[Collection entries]
▬▬▬▬▬▬

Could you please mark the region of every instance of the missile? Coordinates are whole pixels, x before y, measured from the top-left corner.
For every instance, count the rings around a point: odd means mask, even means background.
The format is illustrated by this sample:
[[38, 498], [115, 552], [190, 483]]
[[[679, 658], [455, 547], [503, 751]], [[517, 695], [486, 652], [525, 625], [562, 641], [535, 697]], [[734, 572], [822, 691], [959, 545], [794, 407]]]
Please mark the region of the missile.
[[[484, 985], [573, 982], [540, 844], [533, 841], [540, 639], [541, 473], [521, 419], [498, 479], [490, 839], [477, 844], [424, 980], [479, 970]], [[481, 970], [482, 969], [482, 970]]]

▬▬▬▬▬▬

Task:
Set down all of the data above, word for word.

Solution to the problem:
Could you please mark the region of every instance of the missile? Coordinates are whole pixels, x before y, measured from the top-left corner.
For every instance, count the rings around a point: odd means mask, even means background.
The format is illustrated by this sample:
[[38, 498], [115, 552], [190, 483]]
[[[679, 658], [455, 547], [503, 751]], [[517, 695], [486, 652], [525, 625], [562, 641], [535, 697]], [[734, 572], [822, 691], [959, 545], [794, 407]]]
Please mark the region of the missile.
[[[484, 985], [573, 982], [540, 844], [533, 841], [540, 639], [541, 473], [521, 419], [498, 479], [490, 839], [477, 844], [424, 980], [479, 970]], [[481, 970], [482, 969], [482, 970]]]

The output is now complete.